[Stored items]
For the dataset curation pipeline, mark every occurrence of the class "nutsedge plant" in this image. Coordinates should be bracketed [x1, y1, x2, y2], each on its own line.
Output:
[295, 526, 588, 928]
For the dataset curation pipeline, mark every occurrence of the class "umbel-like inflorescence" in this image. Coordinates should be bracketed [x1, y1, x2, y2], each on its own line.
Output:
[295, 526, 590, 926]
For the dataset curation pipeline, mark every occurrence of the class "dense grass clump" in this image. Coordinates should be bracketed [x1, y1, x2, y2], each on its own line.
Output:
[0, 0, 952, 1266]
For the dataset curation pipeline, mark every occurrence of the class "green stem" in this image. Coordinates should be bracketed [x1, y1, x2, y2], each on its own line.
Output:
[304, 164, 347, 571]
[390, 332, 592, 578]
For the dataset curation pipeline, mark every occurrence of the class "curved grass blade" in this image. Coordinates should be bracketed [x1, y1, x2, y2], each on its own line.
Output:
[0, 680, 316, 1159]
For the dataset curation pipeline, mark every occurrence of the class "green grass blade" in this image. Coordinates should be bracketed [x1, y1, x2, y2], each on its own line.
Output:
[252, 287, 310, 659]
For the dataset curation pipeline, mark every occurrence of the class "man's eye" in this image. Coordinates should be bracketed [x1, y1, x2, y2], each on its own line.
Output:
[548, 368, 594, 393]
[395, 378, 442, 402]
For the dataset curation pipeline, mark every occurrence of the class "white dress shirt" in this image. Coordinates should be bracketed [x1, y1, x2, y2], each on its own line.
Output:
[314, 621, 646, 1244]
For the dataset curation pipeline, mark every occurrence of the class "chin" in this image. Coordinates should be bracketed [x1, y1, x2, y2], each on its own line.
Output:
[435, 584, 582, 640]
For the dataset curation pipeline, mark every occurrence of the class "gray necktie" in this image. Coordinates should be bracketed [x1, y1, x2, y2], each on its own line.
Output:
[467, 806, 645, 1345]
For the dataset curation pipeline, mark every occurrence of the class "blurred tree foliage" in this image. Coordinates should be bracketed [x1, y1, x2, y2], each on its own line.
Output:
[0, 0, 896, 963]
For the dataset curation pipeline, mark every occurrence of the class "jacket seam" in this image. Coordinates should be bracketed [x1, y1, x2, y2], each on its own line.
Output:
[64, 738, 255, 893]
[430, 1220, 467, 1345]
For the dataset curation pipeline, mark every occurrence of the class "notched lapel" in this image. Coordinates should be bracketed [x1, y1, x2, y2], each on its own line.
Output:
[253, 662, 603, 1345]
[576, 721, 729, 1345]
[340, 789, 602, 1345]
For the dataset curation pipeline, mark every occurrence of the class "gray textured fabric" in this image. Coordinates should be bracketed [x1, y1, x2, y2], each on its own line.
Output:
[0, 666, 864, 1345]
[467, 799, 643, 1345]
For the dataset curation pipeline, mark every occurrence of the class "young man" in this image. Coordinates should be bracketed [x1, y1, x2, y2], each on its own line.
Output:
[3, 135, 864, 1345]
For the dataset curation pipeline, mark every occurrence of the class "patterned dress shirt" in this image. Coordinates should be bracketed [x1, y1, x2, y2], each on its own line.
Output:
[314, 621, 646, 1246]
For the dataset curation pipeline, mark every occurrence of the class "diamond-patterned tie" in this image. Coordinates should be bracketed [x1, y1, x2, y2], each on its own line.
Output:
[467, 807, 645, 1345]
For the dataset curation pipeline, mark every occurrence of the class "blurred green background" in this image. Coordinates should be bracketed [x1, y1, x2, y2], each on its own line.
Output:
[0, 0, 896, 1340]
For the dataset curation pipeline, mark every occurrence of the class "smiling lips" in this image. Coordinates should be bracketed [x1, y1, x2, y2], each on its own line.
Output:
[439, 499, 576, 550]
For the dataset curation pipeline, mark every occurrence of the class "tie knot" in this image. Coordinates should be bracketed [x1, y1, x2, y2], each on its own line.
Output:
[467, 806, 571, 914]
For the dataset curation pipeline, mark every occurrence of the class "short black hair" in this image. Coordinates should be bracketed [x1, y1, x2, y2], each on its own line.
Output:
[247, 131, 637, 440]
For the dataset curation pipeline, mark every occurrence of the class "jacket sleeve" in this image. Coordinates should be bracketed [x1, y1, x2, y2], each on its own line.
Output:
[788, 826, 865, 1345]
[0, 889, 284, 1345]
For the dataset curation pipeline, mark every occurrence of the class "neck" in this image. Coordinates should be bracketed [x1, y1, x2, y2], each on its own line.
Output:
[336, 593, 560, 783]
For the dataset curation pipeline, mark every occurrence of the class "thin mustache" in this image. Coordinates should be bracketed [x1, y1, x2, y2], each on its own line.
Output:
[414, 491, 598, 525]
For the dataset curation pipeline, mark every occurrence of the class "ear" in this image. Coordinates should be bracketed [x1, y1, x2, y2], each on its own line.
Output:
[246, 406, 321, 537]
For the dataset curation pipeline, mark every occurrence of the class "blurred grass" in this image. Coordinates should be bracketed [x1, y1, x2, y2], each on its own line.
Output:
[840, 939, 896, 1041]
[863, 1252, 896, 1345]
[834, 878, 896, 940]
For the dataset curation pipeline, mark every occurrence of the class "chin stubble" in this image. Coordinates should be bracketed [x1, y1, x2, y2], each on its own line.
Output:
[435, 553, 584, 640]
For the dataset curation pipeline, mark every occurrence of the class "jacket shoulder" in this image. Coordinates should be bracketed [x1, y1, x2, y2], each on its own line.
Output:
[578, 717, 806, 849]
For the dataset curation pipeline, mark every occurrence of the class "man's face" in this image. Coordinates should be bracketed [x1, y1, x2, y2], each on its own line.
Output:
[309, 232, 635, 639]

TASK PROMPT.
Locate each line among the stored items that contains the string "stem" and copy those lines in full.

OUTPUT.
For the dataset curation pipeline, mark every occurrence of the class "green stem" in this image. Coordinates should be bracketed [x1, y1, x2, y2], each on its own line.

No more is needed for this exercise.